◆ **EXERCISE PROMPT**:
Quote word for word the lines of the listing below, starting with the line that contains "task: segment the cathedral facade" and continuing through the last line of the listing.
^^^^^^^^^^^^^^^^
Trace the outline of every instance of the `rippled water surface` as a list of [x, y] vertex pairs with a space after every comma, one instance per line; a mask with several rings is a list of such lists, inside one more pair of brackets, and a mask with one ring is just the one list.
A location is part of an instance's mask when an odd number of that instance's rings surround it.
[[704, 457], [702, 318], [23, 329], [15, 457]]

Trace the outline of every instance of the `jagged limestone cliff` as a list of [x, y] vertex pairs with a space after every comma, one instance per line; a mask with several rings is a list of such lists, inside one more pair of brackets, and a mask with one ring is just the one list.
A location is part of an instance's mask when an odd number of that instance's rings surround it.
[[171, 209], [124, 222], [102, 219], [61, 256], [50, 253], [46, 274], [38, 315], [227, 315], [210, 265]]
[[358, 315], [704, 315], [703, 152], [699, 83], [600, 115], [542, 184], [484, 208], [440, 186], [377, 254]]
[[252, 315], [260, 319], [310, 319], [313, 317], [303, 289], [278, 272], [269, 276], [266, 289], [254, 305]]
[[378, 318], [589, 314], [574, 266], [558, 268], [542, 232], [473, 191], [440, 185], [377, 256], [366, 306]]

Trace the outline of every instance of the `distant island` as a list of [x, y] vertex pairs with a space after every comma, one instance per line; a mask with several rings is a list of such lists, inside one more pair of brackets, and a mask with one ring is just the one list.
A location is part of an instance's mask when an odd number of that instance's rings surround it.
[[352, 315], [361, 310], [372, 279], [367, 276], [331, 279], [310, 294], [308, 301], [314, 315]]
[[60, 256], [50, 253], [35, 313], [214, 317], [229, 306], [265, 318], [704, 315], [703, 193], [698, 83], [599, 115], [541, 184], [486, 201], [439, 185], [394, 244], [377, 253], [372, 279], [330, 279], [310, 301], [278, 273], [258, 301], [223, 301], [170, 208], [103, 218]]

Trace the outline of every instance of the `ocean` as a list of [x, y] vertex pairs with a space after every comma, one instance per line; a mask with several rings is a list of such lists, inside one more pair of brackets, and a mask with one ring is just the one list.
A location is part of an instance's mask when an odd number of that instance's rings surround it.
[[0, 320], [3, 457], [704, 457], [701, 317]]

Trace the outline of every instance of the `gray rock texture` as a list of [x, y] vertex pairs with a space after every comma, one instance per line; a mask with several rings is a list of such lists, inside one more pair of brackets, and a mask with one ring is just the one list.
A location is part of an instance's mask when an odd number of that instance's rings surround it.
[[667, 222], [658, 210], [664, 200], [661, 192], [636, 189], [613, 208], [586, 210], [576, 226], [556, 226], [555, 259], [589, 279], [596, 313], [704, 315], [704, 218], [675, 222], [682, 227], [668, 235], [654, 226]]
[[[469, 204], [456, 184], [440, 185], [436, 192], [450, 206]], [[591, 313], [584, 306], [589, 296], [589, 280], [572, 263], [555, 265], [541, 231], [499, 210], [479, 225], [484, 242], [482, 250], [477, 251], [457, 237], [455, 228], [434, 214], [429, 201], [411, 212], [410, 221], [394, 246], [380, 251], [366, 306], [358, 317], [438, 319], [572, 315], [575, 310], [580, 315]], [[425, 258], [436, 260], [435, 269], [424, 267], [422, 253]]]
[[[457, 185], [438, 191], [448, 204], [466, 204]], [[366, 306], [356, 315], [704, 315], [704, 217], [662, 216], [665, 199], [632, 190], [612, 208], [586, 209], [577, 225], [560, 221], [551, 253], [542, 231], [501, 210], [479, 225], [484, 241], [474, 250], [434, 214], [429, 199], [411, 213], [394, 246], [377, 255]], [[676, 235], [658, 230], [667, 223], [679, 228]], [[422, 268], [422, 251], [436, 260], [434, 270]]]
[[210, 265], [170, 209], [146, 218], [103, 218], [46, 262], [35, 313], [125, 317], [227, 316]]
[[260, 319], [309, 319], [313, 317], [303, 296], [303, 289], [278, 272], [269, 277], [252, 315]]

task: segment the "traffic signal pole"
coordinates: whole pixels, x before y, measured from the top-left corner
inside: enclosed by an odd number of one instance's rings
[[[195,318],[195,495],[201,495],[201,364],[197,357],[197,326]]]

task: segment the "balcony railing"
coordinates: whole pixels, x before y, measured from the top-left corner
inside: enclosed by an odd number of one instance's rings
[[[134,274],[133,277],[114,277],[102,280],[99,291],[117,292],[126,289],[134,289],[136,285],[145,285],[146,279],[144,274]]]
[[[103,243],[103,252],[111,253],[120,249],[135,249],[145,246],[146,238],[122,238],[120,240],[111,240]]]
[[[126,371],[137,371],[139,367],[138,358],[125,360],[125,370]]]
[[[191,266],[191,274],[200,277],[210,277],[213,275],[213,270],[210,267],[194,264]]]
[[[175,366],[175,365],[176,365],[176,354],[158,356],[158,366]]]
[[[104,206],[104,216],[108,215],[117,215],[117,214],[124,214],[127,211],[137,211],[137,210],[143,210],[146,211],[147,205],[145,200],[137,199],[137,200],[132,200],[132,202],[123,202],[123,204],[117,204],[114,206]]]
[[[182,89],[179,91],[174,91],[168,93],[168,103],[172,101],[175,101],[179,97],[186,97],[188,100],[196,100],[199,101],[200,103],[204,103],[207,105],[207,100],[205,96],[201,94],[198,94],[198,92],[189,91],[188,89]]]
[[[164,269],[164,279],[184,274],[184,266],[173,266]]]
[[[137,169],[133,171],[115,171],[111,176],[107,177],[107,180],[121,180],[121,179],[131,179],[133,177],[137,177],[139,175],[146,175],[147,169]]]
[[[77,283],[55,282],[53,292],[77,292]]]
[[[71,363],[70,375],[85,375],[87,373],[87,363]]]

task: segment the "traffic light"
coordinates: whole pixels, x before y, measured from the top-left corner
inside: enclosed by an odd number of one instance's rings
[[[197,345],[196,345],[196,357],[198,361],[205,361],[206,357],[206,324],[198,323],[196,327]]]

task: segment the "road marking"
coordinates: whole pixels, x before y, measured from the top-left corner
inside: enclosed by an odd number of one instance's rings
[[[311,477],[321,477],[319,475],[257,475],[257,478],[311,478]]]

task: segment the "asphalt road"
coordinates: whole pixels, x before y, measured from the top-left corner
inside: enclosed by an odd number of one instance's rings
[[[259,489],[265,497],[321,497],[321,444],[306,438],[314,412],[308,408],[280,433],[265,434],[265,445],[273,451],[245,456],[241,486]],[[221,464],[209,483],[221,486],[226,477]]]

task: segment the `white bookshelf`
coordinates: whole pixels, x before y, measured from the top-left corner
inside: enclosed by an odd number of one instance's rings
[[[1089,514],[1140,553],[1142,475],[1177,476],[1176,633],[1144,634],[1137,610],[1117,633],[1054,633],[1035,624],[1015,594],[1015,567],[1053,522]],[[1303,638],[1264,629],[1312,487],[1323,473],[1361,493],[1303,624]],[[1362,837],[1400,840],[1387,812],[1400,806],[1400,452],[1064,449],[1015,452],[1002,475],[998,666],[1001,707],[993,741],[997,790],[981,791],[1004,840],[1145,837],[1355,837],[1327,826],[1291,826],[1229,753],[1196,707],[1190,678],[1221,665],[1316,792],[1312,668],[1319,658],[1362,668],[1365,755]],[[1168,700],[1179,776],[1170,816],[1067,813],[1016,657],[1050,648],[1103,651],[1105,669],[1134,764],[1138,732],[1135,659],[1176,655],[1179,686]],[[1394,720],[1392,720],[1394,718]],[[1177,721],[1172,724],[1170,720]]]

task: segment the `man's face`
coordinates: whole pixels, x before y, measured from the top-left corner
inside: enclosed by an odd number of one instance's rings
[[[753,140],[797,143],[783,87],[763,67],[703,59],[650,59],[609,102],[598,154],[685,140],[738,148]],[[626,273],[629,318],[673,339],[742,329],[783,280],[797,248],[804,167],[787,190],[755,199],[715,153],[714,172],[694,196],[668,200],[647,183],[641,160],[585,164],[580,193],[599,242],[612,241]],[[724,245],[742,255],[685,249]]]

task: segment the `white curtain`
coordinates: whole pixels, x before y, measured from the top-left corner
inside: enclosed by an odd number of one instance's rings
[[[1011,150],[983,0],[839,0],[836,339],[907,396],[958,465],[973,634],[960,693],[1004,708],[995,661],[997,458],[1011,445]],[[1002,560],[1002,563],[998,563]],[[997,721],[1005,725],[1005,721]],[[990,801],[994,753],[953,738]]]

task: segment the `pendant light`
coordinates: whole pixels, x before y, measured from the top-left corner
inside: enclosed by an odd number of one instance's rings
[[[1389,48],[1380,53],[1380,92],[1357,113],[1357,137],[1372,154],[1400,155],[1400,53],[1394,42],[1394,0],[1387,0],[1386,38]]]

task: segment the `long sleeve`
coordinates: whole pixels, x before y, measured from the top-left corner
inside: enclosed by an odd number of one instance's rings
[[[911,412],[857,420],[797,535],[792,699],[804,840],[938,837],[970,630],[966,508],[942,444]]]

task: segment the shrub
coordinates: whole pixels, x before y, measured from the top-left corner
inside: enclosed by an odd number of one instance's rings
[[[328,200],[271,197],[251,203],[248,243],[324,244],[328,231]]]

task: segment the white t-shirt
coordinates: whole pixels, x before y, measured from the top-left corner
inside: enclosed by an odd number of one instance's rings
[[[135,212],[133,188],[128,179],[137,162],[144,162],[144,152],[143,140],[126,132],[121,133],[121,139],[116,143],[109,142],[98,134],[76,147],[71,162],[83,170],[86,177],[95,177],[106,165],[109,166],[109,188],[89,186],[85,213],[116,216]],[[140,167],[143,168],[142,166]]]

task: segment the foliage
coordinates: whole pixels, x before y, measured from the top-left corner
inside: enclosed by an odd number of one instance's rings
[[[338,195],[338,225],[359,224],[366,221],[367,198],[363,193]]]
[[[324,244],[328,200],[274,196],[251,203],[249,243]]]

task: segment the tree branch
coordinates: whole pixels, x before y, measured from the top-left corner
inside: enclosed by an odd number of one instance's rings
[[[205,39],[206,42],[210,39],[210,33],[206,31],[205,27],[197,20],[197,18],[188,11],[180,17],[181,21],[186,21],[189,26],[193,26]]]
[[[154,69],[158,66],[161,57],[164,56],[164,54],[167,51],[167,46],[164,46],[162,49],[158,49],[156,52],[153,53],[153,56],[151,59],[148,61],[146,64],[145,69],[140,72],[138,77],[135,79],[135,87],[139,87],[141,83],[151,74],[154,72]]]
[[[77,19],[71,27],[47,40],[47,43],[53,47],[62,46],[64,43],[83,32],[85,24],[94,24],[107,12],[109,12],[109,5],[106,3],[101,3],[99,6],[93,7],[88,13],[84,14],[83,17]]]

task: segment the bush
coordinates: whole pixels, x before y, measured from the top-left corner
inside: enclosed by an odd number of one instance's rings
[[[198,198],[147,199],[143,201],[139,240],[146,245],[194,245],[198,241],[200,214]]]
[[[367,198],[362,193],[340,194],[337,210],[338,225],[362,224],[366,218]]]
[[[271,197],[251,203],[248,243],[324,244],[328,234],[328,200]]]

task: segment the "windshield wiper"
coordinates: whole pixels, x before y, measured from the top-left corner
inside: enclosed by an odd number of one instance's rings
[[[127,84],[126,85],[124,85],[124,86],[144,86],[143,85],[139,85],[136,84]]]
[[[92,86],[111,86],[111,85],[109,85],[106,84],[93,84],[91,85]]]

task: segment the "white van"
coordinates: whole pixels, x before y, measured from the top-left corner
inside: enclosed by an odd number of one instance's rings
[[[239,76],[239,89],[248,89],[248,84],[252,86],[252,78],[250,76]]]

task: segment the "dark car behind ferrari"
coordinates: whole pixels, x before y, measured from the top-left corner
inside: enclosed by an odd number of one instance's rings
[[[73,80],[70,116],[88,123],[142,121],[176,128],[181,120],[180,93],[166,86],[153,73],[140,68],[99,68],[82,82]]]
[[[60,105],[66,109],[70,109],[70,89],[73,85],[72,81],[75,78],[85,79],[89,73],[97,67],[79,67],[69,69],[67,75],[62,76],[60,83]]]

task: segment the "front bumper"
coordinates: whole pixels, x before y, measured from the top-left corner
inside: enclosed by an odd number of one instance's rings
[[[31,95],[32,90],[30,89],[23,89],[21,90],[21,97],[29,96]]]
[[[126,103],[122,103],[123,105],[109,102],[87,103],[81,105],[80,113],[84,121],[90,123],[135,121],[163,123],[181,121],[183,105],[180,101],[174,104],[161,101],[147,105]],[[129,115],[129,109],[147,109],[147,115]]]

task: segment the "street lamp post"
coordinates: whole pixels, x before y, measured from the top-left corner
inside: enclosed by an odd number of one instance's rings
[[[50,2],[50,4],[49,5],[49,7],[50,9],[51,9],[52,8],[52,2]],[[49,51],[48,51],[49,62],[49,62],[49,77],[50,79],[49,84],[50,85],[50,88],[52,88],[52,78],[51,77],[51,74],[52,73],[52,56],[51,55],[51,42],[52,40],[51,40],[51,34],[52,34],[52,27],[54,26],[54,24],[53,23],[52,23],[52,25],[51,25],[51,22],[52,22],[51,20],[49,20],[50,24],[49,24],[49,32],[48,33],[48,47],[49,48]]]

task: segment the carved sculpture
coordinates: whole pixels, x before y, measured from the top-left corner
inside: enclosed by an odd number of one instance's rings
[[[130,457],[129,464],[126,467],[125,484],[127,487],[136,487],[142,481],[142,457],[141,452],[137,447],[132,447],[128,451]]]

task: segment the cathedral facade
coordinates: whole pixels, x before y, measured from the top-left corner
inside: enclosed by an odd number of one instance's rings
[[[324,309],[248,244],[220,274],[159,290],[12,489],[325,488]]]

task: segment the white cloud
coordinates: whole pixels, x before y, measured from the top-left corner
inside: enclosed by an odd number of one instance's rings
^^^^^^^^^^^^^^^^
◆ **THE ANSWER**:
task: segment the cathedral facade
coordinates: whole pixels, x before y, measured from the top-left corner
inside: enclosed by an odd number of one instance's rings
[[[324,309],[248,244],[220,274],[159,290],[12,489],[325,488]]]

task: segment the white cloud
coordinates: whole pixels, x before y, measured from the top-left corner
inside: enclosed by an odd number of one instance's rings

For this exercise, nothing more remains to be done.